» YOUR TASK
Format the data, from the start up to and including the line containing "68 103 L 64", as a two-column CSV with the headers input and output. Use one row per input and its answer, with each value in a single quoted field and any line breaks replaced by spaces.

» EXERCISE DATA

-------------------------

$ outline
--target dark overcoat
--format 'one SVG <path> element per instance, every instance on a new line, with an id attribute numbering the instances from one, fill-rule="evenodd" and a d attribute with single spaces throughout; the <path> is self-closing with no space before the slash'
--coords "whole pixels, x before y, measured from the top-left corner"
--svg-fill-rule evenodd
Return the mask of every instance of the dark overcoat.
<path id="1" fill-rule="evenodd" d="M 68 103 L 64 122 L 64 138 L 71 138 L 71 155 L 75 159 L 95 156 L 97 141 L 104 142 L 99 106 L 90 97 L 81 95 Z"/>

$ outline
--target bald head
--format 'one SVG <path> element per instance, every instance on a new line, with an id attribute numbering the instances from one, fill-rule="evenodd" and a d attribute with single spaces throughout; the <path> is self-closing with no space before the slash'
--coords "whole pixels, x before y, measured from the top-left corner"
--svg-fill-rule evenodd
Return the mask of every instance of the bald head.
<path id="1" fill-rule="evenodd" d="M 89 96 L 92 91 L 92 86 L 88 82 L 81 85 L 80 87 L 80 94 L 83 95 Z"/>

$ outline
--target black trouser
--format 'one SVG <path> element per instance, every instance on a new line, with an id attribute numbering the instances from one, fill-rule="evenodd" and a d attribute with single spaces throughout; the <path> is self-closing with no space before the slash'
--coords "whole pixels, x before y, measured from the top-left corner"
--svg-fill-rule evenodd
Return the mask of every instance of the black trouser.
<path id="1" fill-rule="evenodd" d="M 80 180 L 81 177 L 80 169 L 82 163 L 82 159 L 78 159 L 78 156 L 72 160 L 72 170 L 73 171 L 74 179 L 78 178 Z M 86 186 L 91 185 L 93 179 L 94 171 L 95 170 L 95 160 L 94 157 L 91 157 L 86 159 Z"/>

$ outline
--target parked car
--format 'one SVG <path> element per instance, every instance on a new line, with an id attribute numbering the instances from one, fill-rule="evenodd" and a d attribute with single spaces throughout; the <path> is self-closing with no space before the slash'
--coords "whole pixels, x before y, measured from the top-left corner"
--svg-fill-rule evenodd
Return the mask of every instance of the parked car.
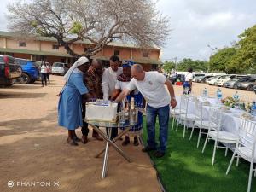
<path id="1" fill-rule="evenodd" d="M 205 77 L 205 74 L 195 74 L 192 81 L 198 82 L 198 80 L 202 79 L 203 77 Z"/>
<path id="2" fill-rule="evenodd" d="M 42 61 L 36 61 L 35 64 L 36 64 L 38 71 L 40 72 L 41 71 Z M 45 62 L 45 64 L 49 65 L 49 62 Z M 50 71 L 51 71 L 51 66 L 50 66 Z"/>
<path id="3" fill-rule="evenodd" d="M 221 75 L 216 75 L 216 76 L 213 76 L 212 78 L 209 78 L 207 80 L 207 84 L 210 84 L 210 85 L 214 85 L 216 80 L 218 79 L 219 79 L 221 77 Z"/>
<path id="4" fill-rule="evenodd" d="M 200 79 L 198 79 L 197 82 L 198 82 L 198 83 L 207 83 L 207 80 L 209 78 L 212 78 L 212 77 L 213 77 L 212 75 L 202 76 L 202 77 L 201 77 Z"/>
<path id="5" fill-rule="evenodd" d="M 67 72 L 67 64 L 63 62 L 54 62 L 51 67 L 52 74 L 65 75 Z"/>
<path id="6" fill-rule="evenodd" d="M 239 90 L 247 90 L 253 91 L 254 85 L 256 85 L 256 79 L 252 79 L 246 82 L 238 83 L 237 88 Z"/>
<path id="7" fill-rule="evenodd" d="M 247 80 L 252 79 L 252 77 L 250 76 L 246 76 L 243 78 L 238 77 L 238 78 L 234 78 L 231 80 L 226 82 L 224 84 L 224 87 L 225 88 L 232 88 L 232 89 L 237 89 L 237 84 L 241 82 L 245 82 Z"/>
<path id="8" fill-rule="evenodd" d="M 12 56 L 0 55 L 0 85 L 11 86 L 21 76 L 21 67 Z"/>
<path id="9" fill-rule="evenodd" d="M 172 84 L 175 84 L 175 83 L 177 81 L 183 83 L 185 81 L 185 75 L 177 74 L 176 76 L 171 77 L 170 81 Z"/>
<path id="10" fill-rule="evenodd" d="M 20 84 L 32 84 L 39 78 L 39 71 L 35 61 L 20 58 L 15 58 L 15 60 L 22 68 Z"/>

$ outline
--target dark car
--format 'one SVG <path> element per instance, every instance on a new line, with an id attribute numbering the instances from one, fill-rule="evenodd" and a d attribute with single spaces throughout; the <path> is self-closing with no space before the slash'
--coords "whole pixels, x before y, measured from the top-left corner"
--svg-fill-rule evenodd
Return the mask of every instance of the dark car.
<path id="1" fill-rule="evenodd" d="M 234 88 L 234 89 L 238 89 L 237 84 L 239 83 L 246 82 L 252 79 L 252 77 L 247 76 L 247 77 L 243 77 L 243 78 L 235 78 L 232 79 L 230 81 L 227 81 L 226 83 L 224 84 L 224 87 L 225 88 Z"/>
<path id="2" fill-rule="evenodd" d="M 207 75 L 207 76 L 204 76 L 204 77 L 201 77 L 201 79 L 198 79 L 197 82 L 198 83 L 207 83 L 207 80 L 209 79 L 209 78 L 212 78 L 213 75 Z"/>
<path id="3" fill-rule="evenodd" d="M 170 78 L 170 81 L 172 82 L 172 84 L 175 84 L 175 83 L 177 81 L 183 83 L 185 81 L 185 75 L 176 74 L 175 76 Z"/>
<path id="4" fill-rule="evenodd" d="M 0 55 L 0 85 L 11 86 L 21 75 L 21 67 L 12 56 Z"/>
<path id="5" fill-rule="evenodd" d="M 254 85 L 256 85 L 256 79 L 253 79 L 246 82 L 238 83 L 237 88 L 239 90 L 247 90 L 253 91 Z"/>
<path id="6" fill-rule="evenodd" d="M 15 59 L 22 67 L 21 84 L 32 84 L 39 78 L 39 71 L 35 61 L 26 59 Z"/>

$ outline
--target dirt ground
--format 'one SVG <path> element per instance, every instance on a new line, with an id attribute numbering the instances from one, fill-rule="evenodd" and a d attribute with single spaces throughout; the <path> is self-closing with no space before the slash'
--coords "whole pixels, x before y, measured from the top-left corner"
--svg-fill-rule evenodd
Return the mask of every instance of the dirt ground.
<path id="1" fill-rule="evenodd" d="M 56 96 L 64 84 L 63 77 L 51 79 L 47 87 L 41 87 L 38 81 L 0 89 L 0 192 L 160 191 L 155 170 L 141 147 L 124 148 L 132 163 L 110 148 L 108 177 L 102 180 L 102 158 L 96 159 L 94 154 L 105 143 L 91 137 L 86 145 L 65 143 L 67 131 L 57 125 Z M 193 93 L 201 95 L 205 86 L 194 84 Z M 210 96 L 214 96 L 218 88 L 207 87 Z M 224 96 L 236 91 L 222 90 Z M 183 88 L 175 86 L 175 91 L 180 95 Z M 239 94 L 245 99 L 256 99 L 253 92 Z M 81 136 L 79 130 L 77 133 Z M 9 181 L 14 181 L 13 188 L 8 187 Z"/>
<path id="2" fill-rule="evenodd" d="M 57 125 L 56 96 L 63 77 L 51 79 L 47 87 L 37 81 L 0 89 L 0 192 L 160 191 L 156 172 L 141 147 L 124 148 L 132 163 L 110 148 L 108 176 L 102 180 L 102 156 L 94 155 L 105 143 L 90 137 L 86 145 L 65 143 L 67 131 Z M 81 136 L 80 130 L 77 133 Z M 9 181 L 14 181 L 13 188 Z"/>

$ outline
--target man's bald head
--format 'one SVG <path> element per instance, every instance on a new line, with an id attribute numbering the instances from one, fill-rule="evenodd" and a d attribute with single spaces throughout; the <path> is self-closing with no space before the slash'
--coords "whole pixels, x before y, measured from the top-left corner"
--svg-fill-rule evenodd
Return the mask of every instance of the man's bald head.
<path id="1" fill-rule="evenodd" d="M 145 72 L 142 65 L 139 64 L 133 65 L 131 70 L 131 76 L 138 81 L 143 81 L 144 79 Z"/>

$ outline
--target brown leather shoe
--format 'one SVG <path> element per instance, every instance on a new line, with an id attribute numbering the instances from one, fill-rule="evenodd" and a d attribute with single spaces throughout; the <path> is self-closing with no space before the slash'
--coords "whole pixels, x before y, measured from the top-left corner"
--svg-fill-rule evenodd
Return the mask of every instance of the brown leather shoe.
<path id="1" fill-rule="evenodd" d="M 86 144 L 88 143 L 88 137 L 87 136 L 82 136 L 82 143 Z"/>
<path id="2" fill-rule="evenodd" d="M 97 132 L 93 132 L 92 137 L 95 137 L 98 141 L 103 141 L 103 139 L 99 136 L 99 134 Z"/>

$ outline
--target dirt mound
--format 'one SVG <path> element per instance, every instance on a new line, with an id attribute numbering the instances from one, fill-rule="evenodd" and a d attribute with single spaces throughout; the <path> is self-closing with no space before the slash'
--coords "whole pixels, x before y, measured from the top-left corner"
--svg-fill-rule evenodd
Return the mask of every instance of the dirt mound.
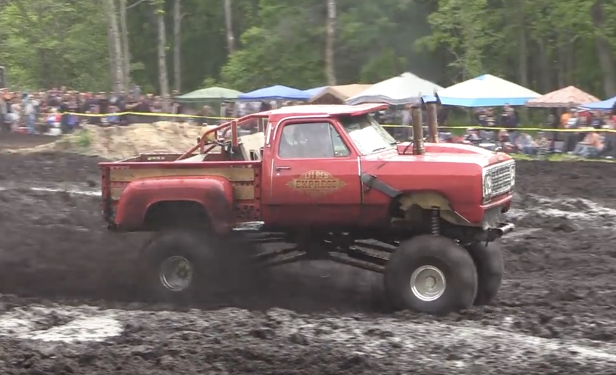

-------------------------

» THE RESPONSE
input,output
"$ outline --target dark overcoat --format 'one SVG <path> element per instance, every instance on a new line, with an id attribute numbering the instances from one, fill-rule=""evenodd"" and a d attribute with single spaces throughout; the <path> is self-closing with no space before the slash' --coords ""whole pixels, x before y, measured from the top-left corner"" --svg-fill-rule evenodd Return the mask of every instance of the dark overcoat.","<path id=""1"" fill-rule=""evenodd"" d=""M 68 103 L 64 122 L 64 138 L 71 138 L 71 155 L 75 159 L 95 156 L 97 141 L 104 142 L 99 106 L 90 97 L 81 95 Z""/>"